+++ Data listing +++
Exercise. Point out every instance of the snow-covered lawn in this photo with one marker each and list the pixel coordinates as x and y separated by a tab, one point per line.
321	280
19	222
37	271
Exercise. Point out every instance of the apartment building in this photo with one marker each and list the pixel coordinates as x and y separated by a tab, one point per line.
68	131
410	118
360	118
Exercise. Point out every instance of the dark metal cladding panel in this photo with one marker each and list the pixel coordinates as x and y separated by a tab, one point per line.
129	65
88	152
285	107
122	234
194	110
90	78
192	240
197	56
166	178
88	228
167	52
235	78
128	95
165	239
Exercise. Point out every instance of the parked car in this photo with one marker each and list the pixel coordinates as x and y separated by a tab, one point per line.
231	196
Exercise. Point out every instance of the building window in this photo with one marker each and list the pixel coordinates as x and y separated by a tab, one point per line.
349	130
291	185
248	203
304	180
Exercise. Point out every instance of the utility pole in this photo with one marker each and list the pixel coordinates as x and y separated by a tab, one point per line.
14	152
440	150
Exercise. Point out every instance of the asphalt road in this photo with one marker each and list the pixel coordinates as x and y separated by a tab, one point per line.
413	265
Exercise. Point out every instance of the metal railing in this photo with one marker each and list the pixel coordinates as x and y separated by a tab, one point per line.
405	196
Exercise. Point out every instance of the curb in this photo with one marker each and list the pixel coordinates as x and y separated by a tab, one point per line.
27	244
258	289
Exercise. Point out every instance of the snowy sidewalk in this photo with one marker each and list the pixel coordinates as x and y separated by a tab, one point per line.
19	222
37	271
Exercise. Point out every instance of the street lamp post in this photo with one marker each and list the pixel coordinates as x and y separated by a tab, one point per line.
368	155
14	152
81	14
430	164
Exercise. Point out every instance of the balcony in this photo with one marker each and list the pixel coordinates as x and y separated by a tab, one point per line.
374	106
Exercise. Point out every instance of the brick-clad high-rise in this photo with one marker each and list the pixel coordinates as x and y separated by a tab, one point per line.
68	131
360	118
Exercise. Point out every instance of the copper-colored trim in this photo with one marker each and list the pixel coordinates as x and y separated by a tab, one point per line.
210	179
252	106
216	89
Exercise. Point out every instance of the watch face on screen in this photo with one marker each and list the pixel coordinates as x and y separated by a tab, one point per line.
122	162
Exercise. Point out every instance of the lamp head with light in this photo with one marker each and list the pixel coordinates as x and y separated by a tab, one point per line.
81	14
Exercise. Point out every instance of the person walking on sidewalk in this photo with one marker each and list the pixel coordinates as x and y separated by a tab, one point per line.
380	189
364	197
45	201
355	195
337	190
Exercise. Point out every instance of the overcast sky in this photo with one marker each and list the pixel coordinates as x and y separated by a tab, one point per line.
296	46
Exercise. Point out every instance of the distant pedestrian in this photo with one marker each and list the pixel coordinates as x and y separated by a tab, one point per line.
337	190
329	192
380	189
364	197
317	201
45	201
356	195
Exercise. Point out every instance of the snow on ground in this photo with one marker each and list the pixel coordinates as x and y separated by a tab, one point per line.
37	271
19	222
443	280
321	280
+++
+++ Data listing +++
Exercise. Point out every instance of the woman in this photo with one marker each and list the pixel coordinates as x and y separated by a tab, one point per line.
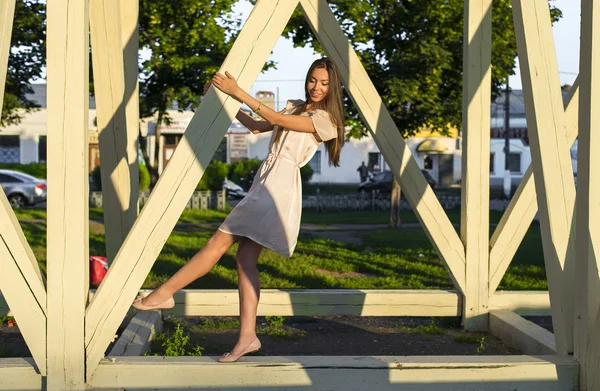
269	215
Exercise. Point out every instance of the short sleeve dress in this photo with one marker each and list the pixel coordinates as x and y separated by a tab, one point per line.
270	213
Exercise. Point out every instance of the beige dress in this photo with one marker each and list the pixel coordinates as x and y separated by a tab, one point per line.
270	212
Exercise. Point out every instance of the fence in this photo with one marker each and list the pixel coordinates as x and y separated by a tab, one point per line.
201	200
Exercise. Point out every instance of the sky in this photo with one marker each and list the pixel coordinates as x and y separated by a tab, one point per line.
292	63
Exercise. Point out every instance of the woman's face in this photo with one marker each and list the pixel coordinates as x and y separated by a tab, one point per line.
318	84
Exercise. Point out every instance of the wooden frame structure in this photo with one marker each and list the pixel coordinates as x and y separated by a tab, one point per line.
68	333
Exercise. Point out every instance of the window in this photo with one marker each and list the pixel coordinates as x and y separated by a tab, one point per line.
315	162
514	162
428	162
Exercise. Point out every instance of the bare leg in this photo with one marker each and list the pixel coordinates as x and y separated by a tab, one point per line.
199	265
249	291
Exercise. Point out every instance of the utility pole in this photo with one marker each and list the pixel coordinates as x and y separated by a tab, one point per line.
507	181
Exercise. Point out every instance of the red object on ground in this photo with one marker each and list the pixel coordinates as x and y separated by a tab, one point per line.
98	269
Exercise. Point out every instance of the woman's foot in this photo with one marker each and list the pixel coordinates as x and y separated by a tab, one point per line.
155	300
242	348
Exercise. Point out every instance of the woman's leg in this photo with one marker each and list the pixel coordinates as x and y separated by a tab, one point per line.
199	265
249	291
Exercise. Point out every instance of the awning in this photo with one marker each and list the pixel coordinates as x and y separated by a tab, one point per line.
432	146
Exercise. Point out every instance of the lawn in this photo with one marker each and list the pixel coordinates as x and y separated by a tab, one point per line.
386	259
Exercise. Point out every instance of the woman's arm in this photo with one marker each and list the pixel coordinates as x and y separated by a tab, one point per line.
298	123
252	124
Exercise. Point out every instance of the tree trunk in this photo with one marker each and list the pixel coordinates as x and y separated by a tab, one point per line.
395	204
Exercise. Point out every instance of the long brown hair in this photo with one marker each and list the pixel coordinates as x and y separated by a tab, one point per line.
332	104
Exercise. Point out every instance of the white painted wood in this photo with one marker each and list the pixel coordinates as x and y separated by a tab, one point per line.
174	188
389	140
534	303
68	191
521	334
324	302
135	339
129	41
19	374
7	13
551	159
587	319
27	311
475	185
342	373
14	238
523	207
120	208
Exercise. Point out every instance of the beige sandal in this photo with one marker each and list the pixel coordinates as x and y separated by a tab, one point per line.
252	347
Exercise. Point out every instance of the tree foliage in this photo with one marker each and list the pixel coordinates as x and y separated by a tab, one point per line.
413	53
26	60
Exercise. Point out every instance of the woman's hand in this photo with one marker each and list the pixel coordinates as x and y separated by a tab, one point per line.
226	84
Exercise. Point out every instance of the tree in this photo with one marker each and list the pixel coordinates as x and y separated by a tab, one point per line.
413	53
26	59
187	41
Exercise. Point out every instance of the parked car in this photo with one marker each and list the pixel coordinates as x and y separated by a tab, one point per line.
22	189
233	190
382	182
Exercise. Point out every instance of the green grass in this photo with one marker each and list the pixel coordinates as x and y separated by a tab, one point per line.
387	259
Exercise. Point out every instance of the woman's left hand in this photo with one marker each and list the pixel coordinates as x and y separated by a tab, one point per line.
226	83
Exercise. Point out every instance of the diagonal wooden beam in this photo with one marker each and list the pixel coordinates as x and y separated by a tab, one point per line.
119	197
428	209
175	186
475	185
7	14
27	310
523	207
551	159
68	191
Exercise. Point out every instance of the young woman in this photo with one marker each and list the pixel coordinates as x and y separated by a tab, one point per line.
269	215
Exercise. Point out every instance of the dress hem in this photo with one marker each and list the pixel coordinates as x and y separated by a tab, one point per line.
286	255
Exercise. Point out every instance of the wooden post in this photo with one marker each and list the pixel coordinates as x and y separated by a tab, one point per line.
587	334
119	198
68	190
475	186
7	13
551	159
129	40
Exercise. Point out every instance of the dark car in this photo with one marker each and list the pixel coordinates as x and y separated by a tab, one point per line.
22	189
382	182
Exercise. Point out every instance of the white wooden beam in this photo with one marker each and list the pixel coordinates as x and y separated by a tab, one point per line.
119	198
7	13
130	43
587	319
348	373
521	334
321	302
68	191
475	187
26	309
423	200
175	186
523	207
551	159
+++
# Objective
Locate every line in the items above that contains the word "sidewalk" and copy each such line in full, treating case as significant.

# Problem solution
Exercise. Point out every instance of the snowy sidewalk in this photo with one marker each and list the pixel coordinates as x and y separated by a tab, one point per line.
Exercise. Point out every instance of the person walking on sidewalk in this photo with one marker each and list the pixel coordinates as x and y separated by a tab, one point per line.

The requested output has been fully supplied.